SET TASK.
Update the entries below, changing every occurrence of "shelf-audit checker" to "placement validator" and leaving all other text unchanged.

INFORMATION SHOWN.
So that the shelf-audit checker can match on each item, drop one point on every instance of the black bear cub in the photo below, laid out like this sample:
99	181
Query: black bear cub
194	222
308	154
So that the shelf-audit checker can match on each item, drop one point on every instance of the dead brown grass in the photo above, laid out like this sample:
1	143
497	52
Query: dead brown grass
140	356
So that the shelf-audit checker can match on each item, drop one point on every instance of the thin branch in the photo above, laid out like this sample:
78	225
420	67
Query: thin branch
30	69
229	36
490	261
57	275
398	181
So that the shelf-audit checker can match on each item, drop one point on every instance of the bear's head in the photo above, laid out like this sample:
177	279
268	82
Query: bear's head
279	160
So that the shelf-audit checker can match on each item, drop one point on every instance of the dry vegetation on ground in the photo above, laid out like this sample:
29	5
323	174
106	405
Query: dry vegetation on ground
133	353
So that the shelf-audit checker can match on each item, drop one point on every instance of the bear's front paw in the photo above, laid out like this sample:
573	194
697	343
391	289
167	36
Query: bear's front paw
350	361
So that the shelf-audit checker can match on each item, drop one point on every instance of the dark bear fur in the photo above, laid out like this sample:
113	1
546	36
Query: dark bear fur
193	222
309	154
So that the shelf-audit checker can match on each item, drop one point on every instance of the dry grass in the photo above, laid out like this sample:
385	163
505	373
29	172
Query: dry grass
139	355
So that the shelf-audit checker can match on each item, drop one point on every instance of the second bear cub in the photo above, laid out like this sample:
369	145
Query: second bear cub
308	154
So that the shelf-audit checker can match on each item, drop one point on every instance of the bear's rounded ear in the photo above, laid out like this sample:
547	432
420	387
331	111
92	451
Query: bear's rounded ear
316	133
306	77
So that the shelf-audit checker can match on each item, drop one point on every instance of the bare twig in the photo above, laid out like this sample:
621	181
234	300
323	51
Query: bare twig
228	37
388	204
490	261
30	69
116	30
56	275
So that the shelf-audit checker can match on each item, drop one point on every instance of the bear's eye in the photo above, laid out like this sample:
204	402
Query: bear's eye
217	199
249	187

RESULT FOR THIS TASK.
So that the placement validator can match on each item, drop one point on every instance of the black bear cub in the photo below, laid out like this sample:
99	181
Query: black bear cub
194	222
308	154
So that the placement validator can match on each item, drop one point on every instance of the dead brown grass in the photo above, laid out like this sample:
1	143
497	52
Query: dead brown grass
140	356
So that the placement validator can match on each item, drop one point on every instance of the thin branch in the photo above, laid out like this sample:
78	225
420	67
Query: thin branch
30	69
229	36
490	261
57	275
398	181
So that the placement validator can match on each item, drop one point on every instance of the bear's head in the photo above, laid out like this sample:
177	279
268	82
Query: bear's head
279	160
So that the placement validator can match on each item, drop one point on every instance of the dry vegetation on ground in the photo above, laid out like this sample:
29	5
323	174
106	405
Query: dry vegetation on ground
133	353
So that the placement validator can match on each item, drop one point on every instance of the bear's front paw in the photo above, laid out like this sample:
573	194
697	343
391	289
167	36
Query: bear's front paw
350	361
So that the placement validator can match on each item, drop one point on every instance of the dark bear fur in the photo above, laid out like this sample:
113	1
546	36
Query: dark bear fur
193	222
309	154
So that the placement validator can match on each item, drop one point on every instance of the dry grass in the photo above, laid out like this sample:
385	163
505	373
29	172
Query: dry grass
139	355
So that the placement validator can match on each item, drop one point on every instance of the second bear cub in the photo above, laid out like this sample:
369	145
Query: second bear cub
308	154
So that the placement validator can match on each item, drop one point on every instance of the bear's rounded ear in the photo above, laid out like this sample:
547	432
420	387
331	111
92	451
Query: bear's rounded ear
316	133
306	77
So that the placement validator can match on each item, drop one point on every instance of the bare twig in the photo above, laid out like this sample:
621	181
234	300
323	51
Query: bare twig
228	37
388	204
490	261
30	69
116	30
56	275
So that the placement validator can match on each item, drop one point on every instance of the bear's eye in the photo above, laid out like this sample:
204	402
Query: bear's eye
217	199
249	187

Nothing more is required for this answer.